** Problem to work on **
Restate verbatim the span of lines below between the line with "Teacher note: locate the white machine" and the line with "of the rectangular", including those two lines, and only that span.

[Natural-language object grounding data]
■ ■ ■ ■ ■ ■ ■

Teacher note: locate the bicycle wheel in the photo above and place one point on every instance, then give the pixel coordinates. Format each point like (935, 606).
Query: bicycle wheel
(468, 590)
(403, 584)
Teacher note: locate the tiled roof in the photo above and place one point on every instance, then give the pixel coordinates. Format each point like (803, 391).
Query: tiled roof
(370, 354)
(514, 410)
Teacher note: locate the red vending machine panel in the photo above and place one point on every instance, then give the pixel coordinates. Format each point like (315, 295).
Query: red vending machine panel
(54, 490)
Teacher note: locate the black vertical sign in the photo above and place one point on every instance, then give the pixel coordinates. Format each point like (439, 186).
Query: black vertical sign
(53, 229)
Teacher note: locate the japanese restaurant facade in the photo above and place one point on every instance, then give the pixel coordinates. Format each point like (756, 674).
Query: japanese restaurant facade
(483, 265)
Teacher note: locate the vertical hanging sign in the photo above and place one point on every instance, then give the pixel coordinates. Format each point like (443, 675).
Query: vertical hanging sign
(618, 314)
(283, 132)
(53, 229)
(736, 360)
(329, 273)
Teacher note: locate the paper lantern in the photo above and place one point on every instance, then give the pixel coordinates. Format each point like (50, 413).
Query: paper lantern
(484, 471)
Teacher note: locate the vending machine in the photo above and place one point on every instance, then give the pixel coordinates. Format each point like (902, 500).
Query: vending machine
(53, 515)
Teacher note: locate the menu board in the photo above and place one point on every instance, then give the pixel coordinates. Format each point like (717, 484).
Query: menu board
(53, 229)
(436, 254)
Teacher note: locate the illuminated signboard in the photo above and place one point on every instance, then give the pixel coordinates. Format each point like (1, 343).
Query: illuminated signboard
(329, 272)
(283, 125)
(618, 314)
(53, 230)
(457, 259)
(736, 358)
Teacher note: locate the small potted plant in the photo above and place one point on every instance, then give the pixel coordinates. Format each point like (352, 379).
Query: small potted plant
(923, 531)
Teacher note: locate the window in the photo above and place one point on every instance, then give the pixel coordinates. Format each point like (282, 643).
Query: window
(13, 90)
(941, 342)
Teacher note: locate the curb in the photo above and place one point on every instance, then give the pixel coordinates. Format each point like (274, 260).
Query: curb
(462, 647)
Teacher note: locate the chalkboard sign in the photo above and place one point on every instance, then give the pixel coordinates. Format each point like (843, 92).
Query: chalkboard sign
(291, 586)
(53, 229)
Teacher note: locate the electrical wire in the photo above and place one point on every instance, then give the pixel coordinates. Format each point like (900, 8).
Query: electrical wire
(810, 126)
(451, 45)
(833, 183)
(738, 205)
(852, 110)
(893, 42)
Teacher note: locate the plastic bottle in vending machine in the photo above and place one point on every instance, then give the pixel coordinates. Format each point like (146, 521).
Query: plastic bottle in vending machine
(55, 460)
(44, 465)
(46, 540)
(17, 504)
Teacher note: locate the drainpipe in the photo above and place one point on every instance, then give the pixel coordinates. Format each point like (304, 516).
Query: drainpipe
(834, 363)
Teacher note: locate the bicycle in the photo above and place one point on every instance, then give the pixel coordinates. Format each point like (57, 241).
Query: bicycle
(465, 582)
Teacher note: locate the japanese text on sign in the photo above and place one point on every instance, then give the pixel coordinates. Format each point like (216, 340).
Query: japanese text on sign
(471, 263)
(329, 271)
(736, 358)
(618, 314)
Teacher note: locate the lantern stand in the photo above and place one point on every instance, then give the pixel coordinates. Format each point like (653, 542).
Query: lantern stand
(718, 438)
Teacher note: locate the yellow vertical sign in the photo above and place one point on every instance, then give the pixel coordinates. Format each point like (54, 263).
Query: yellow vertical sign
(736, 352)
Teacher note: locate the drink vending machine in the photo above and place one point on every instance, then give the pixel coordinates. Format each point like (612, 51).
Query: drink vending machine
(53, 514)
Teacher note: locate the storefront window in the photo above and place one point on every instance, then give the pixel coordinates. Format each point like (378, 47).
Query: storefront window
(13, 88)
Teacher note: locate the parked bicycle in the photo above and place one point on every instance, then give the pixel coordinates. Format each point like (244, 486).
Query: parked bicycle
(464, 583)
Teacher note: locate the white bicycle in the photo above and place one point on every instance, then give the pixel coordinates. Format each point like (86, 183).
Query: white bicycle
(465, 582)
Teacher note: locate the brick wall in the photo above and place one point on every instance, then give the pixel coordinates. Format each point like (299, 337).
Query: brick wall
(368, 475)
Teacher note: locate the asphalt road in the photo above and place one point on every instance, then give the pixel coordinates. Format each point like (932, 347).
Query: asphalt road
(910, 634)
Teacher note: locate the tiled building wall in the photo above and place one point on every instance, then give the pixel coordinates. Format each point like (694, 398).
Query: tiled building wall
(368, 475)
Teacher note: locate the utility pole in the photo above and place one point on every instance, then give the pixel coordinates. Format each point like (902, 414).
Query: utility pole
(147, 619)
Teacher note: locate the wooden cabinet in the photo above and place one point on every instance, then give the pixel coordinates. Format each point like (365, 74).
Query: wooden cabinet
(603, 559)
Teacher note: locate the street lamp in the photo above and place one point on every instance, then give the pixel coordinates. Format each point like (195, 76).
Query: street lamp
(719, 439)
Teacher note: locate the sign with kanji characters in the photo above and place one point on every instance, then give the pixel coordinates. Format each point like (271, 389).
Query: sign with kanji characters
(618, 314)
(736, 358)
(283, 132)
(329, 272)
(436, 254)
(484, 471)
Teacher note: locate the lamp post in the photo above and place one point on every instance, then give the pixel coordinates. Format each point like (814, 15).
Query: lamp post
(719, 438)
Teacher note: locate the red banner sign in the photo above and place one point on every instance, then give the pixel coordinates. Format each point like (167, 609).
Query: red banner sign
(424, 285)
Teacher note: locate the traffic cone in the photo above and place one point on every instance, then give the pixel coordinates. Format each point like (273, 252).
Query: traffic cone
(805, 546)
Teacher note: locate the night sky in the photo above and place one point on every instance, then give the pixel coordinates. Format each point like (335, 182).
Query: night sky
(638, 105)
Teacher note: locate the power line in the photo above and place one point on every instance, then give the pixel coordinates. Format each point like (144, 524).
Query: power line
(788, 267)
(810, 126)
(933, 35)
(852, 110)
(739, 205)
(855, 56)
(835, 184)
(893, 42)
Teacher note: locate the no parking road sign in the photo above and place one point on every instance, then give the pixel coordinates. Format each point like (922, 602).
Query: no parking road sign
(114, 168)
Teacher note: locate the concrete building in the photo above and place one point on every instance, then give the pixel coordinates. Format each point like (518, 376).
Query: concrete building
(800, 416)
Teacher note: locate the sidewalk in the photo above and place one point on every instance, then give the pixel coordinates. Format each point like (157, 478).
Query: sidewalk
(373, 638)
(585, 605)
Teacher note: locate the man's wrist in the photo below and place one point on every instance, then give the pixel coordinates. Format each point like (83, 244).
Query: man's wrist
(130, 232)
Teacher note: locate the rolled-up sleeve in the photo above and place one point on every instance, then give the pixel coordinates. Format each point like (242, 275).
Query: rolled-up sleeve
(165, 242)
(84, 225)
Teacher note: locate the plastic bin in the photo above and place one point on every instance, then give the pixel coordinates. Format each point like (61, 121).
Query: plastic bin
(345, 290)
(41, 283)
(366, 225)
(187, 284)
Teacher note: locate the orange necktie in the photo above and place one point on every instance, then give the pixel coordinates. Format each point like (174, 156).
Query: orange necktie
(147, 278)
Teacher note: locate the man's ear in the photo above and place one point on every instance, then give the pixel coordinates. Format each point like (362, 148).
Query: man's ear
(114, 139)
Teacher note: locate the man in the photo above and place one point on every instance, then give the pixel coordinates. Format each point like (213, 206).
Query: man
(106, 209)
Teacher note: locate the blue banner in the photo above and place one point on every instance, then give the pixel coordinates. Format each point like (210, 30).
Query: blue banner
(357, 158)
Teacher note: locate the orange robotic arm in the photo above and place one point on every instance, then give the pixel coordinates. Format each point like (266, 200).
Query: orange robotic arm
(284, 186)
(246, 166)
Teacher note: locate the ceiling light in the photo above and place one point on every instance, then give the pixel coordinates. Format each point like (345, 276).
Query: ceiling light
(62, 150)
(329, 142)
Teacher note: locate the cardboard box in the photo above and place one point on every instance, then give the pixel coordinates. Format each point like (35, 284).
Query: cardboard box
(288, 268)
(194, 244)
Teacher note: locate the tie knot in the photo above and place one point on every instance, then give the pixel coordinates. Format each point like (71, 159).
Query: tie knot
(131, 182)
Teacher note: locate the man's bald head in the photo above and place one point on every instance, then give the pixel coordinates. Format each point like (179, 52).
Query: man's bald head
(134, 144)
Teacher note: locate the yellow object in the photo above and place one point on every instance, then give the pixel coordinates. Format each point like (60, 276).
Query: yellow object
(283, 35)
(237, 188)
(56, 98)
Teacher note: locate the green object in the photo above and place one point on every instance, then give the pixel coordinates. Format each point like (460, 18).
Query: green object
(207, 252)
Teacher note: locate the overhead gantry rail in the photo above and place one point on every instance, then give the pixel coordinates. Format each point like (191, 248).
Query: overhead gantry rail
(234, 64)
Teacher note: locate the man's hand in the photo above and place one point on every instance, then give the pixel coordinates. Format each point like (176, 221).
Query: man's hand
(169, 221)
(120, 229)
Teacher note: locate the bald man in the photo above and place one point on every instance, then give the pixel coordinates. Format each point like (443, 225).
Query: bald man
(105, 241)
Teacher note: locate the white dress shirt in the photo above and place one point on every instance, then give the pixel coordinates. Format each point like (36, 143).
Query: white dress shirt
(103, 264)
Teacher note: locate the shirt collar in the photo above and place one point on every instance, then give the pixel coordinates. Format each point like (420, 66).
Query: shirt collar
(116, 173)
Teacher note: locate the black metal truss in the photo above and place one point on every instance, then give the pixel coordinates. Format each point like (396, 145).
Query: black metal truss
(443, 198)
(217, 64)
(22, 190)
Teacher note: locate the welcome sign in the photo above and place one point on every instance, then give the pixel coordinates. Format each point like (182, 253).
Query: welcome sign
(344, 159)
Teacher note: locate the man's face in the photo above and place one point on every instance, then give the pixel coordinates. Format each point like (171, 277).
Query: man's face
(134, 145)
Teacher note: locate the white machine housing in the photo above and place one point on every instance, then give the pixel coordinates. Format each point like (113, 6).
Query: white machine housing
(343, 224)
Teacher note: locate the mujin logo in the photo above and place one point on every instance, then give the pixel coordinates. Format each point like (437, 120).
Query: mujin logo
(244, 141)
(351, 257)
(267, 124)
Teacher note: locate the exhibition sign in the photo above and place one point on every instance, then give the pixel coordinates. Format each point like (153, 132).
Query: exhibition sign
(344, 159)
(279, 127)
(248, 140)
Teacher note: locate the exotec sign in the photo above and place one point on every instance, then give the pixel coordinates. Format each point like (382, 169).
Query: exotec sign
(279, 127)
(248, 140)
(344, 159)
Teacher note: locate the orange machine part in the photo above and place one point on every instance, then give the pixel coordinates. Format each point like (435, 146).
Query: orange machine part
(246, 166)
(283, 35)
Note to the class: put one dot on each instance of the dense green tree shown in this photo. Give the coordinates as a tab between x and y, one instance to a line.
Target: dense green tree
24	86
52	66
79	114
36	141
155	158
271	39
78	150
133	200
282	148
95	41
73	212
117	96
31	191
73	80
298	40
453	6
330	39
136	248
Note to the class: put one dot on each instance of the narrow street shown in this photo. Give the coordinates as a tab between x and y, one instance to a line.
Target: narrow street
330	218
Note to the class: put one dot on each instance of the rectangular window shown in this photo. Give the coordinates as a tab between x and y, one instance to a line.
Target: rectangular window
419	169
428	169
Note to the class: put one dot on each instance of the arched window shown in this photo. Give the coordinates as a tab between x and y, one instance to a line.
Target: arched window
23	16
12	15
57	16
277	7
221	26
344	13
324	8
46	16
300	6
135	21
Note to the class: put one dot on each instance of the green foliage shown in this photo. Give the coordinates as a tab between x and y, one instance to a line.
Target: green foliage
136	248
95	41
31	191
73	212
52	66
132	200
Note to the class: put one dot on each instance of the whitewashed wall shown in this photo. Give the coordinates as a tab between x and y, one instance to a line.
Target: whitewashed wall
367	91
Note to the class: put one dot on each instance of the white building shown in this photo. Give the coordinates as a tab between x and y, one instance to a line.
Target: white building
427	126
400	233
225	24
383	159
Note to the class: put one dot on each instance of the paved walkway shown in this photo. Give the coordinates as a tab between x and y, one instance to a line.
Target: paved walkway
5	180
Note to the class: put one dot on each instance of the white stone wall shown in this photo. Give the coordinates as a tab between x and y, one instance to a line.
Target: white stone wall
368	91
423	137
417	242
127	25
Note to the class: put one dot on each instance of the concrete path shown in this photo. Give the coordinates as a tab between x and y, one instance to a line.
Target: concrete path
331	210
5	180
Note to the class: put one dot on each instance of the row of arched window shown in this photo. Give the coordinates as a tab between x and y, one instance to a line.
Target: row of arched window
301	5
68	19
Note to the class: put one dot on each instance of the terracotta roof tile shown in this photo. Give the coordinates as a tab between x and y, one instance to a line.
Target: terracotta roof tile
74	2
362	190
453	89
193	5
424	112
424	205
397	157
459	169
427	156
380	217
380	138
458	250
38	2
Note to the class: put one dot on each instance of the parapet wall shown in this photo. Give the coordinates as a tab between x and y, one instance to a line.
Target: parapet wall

■ ■ ■ ■ ■ ■ ■

** Answer area **
Teacher note: locate the white machine housing in the photo above and place one point on every instance, then give the pixel coordinates. Format each point like (113, 6).
Query: white machine housing
(343, 224)
Teacher note: locate the mujin logo in the photo above and place one point on every instance, then give the pixel coordinates. Format each point like (437, 120).
Query: mujin logo
(244, 141)
(351, 257)
(267, 124)
Teacher note: locate the exhibition sign in the photo above and place one point on every instance, then give the pixel coordinates. Format each point like (153, 132).
Query: exhibition sign
(344, 159)
(279, 127)
(248, 140)
Teacher note: locate the exotec sign in the photo above and place one point on every instance, then give the pixel coordinates. Format each point like (382, 169).
Query: exotec sign
(279, 127)
(248, 140)
(344, 159)
Teacher note: locate the orange machine part in the photo above and place one point on every instance, then give the pixel coordinates. Format each point like (435, 146).
Query: orange machine part
(246, 166)
(283, 35)
Note to the class: put one dot on each instance of the dense green tree shown in this photo. Give the coordinates as a tab between x and y, one instance to a line.
Target: dense green tree
24	86
52	66
79	114
36	141
155	158
271	39
78	150
133	200
282	148
95	41
73	212
117	96
31	191
73	80
298	40
453	6
330	39
136	248
Note to the class: put one dot on each instance of the narrow street shown in this photo. Give the coordinates as a tab between x and y, one instance to a line.
Target: narrow street
330	218
Note to the class: put one dot on each instance of the rectangular window shown in this photo. Give the coordinates as a tab between x and y, one instance to a line.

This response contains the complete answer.